- [Task] How many of the lines below contain the string "loose"? Reply with the number alone.

- [Available data]
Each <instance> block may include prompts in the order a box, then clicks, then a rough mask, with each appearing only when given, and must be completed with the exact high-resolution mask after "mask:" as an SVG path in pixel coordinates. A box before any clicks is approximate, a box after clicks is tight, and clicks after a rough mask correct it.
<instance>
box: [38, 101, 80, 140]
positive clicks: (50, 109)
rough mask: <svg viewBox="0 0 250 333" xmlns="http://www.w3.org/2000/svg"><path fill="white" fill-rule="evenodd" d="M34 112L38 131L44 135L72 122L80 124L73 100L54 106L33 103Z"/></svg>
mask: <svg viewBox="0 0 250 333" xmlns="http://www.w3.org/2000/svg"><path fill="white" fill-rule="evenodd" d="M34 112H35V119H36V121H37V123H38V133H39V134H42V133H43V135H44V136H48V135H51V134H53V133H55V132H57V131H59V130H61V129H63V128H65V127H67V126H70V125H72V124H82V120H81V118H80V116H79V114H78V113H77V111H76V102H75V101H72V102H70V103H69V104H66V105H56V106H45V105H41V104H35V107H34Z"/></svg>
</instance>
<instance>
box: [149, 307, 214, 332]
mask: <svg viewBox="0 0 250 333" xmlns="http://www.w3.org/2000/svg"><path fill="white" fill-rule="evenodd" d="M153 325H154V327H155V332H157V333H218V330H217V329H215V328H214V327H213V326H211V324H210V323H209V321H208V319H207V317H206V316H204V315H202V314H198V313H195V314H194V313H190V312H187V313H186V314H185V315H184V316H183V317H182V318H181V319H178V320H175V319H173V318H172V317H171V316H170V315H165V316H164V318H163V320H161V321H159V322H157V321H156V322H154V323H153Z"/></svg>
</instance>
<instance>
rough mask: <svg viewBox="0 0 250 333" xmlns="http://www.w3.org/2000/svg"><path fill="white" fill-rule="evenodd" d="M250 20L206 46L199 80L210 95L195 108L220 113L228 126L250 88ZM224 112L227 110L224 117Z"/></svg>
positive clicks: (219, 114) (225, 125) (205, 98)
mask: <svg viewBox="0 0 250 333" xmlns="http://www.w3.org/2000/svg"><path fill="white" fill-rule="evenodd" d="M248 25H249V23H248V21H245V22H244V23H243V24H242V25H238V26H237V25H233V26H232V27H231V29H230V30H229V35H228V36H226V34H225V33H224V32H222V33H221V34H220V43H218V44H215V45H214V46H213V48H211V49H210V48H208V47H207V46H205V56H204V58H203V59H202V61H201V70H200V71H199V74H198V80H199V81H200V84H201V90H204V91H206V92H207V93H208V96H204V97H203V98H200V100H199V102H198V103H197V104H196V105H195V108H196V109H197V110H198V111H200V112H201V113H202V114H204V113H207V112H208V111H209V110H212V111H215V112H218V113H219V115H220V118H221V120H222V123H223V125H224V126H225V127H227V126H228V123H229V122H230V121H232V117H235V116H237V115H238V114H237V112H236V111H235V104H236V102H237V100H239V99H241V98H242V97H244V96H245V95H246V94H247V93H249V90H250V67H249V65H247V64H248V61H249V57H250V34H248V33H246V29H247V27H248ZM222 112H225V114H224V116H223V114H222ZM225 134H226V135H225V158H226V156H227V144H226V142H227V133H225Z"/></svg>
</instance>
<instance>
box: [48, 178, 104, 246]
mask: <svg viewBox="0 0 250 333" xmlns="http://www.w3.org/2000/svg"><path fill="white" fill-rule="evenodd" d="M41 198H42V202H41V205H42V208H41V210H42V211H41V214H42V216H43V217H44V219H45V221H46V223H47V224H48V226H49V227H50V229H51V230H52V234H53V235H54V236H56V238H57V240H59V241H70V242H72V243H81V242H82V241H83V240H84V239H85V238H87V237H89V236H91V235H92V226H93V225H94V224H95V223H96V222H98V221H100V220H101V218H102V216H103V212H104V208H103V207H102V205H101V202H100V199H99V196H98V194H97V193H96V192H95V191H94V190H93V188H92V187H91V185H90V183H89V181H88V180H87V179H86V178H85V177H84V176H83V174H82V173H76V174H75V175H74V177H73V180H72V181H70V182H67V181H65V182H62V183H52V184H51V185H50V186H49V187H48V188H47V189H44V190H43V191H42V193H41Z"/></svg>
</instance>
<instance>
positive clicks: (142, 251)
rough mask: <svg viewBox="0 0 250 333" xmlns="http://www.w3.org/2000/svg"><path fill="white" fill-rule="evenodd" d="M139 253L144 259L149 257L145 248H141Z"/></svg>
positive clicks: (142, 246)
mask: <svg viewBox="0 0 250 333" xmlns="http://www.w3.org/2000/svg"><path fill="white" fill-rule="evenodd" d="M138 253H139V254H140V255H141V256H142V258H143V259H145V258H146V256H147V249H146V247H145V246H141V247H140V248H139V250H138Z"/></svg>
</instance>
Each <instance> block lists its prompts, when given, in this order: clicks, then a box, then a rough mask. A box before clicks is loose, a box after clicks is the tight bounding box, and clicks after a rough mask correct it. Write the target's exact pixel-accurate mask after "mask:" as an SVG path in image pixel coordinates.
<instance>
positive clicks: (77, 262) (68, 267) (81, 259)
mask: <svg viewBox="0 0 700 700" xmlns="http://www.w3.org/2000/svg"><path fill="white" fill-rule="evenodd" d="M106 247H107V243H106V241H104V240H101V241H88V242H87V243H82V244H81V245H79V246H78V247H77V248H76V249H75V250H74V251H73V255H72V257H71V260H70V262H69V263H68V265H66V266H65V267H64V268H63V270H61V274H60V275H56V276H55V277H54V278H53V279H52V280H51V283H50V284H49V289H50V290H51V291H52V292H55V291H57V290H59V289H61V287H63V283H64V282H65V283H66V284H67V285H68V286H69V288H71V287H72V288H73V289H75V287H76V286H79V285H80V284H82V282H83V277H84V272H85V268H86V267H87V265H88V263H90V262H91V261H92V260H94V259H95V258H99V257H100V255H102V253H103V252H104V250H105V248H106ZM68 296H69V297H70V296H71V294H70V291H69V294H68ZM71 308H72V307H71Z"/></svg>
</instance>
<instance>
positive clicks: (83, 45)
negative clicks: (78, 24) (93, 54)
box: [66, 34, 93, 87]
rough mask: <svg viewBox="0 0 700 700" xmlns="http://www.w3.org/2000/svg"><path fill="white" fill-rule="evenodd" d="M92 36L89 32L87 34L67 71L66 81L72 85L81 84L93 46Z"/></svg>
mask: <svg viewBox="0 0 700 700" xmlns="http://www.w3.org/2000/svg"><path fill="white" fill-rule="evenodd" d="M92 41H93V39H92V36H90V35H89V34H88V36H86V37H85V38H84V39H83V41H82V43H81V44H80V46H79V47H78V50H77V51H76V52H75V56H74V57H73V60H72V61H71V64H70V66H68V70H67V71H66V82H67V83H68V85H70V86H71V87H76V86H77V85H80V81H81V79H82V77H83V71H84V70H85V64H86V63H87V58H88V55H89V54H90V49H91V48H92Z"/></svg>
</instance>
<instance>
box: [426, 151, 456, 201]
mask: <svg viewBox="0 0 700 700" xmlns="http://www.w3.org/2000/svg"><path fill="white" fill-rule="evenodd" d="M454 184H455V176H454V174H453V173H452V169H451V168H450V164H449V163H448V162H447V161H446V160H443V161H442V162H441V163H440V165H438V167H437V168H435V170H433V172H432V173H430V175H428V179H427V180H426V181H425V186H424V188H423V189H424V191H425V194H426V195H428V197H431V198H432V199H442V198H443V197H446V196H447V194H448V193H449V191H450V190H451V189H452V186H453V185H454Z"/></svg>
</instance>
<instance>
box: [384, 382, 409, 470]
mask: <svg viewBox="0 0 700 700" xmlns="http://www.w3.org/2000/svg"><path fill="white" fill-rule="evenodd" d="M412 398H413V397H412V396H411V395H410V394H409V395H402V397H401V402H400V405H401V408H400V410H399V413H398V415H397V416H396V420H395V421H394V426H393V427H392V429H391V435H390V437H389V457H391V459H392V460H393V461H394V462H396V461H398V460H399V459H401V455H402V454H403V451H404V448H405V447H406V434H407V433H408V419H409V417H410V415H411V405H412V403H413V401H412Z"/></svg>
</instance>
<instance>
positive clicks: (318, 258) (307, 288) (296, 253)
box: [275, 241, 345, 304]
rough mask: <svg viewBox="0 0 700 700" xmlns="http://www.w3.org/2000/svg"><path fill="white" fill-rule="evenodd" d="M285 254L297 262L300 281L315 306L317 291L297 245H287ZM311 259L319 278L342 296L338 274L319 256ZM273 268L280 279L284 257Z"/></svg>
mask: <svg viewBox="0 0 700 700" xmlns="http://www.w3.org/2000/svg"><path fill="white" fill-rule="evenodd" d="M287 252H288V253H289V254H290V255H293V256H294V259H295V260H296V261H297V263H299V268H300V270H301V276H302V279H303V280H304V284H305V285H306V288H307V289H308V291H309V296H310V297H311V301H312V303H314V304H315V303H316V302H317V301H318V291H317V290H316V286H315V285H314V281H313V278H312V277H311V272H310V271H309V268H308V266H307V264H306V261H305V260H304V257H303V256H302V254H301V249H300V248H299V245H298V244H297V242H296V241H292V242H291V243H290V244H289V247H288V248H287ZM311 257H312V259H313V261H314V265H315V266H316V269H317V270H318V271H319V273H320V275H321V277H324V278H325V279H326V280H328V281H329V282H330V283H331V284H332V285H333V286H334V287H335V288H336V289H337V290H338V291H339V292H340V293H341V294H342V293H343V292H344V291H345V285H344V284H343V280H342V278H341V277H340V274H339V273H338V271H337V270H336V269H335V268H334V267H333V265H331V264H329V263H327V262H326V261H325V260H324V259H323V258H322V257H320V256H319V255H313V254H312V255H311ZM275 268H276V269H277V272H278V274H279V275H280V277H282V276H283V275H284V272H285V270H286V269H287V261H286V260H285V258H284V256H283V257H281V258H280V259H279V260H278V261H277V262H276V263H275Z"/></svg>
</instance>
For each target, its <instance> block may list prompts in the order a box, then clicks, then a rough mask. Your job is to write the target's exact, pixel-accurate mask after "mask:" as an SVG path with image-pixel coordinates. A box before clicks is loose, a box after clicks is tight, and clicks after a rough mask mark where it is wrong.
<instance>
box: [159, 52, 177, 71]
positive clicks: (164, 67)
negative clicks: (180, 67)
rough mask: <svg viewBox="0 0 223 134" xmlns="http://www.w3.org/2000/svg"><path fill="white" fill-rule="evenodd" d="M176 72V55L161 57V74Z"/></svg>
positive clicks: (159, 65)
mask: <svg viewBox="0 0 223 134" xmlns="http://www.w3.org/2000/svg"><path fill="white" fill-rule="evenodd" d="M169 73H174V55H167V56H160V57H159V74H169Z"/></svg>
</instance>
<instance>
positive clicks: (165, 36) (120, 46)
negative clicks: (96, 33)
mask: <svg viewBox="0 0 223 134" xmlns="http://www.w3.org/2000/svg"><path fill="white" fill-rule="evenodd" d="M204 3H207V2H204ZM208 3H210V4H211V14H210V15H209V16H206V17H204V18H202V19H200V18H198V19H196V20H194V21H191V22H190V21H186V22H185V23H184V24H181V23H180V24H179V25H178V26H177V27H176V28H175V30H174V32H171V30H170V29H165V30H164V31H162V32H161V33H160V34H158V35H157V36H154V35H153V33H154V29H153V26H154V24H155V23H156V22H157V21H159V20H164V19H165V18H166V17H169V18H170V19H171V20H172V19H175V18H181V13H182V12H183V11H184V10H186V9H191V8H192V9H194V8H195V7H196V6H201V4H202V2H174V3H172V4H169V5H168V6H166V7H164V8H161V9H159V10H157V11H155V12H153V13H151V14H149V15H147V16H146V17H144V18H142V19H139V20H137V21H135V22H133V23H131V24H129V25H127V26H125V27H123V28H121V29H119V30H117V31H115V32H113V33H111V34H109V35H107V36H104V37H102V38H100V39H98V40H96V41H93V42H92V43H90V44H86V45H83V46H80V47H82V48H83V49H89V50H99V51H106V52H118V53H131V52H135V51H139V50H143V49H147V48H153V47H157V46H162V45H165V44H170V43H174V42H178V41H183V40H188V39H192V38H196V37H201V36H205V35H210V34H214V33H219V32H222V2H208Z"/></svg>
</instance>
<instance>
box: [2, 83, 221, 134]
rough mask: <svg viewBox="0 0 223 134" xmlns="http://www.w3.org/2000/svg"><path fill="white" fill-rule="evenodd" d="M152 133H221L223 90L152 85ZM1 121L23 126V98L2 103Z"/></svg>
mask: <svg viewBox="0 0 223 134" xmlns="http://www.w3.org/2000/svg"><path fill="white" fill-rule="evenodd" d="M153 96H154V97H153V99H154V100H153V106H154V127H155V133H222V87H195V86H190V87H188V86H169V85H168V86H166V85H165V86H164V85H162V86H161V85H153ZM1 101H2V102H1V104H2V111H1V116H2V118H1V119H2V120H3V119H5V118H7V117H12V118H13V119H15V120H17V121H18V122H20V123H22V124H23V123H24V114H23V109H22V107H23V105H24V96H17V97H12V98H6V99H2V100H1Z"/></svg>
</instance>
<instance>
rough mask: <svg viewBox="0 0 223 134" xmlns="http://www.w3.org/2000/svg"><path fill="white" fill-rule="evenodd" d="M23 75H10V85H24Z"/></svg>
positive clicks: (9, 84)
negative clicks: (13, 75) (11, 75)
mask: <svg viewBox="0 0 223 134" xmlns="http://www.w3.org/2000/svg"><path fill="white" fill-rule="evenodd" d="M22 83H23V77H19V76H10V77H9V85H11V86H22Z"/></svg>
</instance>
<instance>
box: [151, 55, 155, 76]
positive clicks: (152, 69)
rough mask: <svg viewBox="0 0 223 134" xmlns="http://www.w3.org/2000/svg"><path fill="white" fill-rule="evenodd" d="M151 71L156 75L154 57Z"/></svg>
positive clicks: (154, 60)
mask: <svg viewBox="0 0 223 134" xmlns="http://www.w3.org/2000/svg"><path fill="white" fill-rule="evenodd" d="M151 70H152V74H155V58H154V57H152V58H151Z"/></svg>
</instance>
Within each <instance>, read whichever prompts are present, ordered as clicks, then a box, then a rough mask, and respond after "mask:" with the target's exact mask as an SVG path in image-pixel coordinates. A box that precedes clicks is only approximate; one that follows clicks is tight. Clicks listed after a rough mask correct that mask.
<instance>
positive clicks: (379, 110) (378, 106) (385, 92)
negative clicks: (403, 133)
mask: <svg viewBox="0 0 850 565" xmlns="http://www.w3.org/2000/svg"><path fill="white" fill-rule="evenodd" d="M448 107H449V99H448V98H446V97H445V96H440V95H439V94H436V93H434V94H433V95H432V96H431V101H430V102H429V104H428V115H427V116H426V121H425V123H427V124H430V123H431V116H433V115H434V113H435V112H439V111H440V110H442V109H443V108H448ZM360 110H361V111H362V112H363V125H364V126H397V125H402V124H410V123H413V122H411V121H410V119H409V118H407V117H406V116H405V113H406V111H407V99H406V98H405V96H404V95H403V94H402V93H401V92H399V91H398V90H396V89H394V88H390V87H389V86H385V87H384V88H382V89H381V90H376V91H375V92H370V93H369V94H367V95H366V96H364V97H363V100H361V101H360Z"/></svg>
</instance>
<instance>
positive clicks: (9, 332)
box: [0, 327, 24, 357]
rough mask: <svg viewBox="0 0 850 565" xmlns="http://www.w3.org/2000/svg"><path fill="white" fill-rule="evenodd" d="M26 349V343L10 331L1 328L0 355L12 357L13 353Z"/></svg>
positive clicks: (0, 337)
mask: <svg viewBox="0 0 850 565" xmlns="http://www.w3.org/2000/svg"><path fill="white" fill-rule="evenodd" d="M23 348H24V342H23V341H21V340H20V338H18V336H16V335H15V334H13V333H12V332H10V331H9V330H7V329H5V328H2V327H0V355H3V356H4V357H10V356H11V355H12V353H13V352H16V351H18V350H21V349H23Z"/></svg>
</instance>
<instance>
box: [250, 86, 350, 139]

- [Completed task] 2